(Source document)
━━━━━━━━
The US, the European Union and Ukraine

Western reactions to the enduring ties between the Big 5 and Russia have oscillated between condemnation and engagement. Lawmakers in Europe and the United States have demanded throughout 2022 that sanctions be imposed on Algeria for its continuing arms purchases from Russia, while US lawmakers have attempted to move the US-Africa summit from Johannesburg.[71] In South Africa, the “Lady R incident” threatened to end that country’s duty-free access to the US market.[72] Allegations of war crimes in Ethiopia’s civil war had previously distanced the EU from Addis Ababa. By mid-2022, however, the EU was beginning to show an interest in countering Russia’s influence there.[73] In October 2023, an EU-Ethiopia development deal was signed in Addis Ababa in a step towards normalising ties.[74]

Russia’s influence in Africa, while growing, is still smaller than the combined weight of the EU, the US and the United Kingdom, which remain Africa’s preferred partners in economic, security and development matters. Nonetheless, this status quo is fragile. China, India, the Gulf states and Russia are all rising actors on the continent, creating a more competitive environment for the West. Despite AFRICOM’s wide-ranging operations and awareness of the Wagner threat to African security, for the US, the Indo-Pacific, the Middle East and Europe will remain higher priorities than Africa. In this context, regional powers such as the Big 5 might become trendsetters and act as key nodes for the Africa policies of external powers.
━━━━━━━━
(Material)
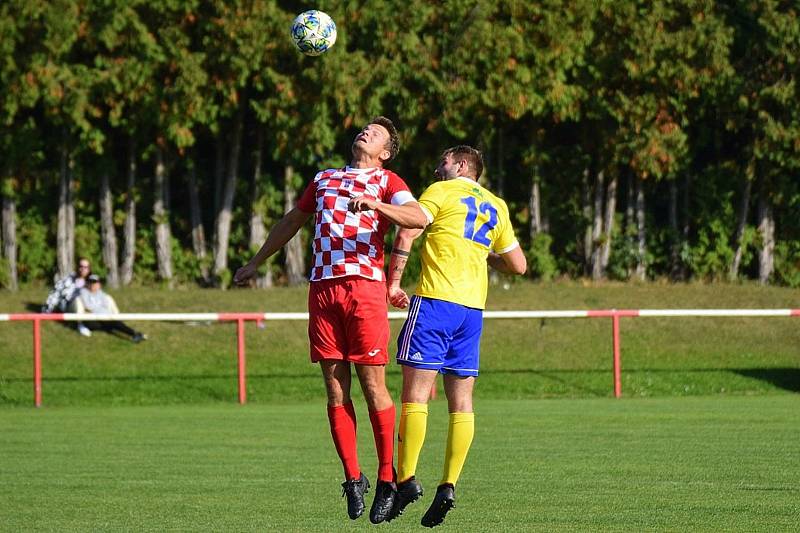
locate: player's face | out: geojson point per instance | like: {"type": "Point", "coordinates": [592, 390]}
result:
{"type": "Point", "coordinates": [372, 140]}
{"type": "Point", "coordinates": [447, 168]}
━━━━━━━━
(Exercise aim) Reproduce word for word the part of the text on Western responses to Russia's ties in Africa, starting with "Russia’s influence in" and going on through "of external powers.".

(Exercise response)
Russia’s influence in Africa, while growing, is still smaller than the combined weight of the EU, the US and the United Kingdom, which remain Africa’s preferred partners in economic, security and development matters. Nonetheless, this status quo is fragile. China, India, the Gulf states and Russia are all rising actors on the continent, creating a more competitive environment for the West. Despite AFRICOM’s wide-ranging operations and awareness of the Wagner threat to African security, for the US, the Indo-Pacific, the Middle East and Europe will remain higher priorities than Africa. In this context, regional powers such as the Big 5 might become trendsetters and act as key nodes for the Africa policies of external powers.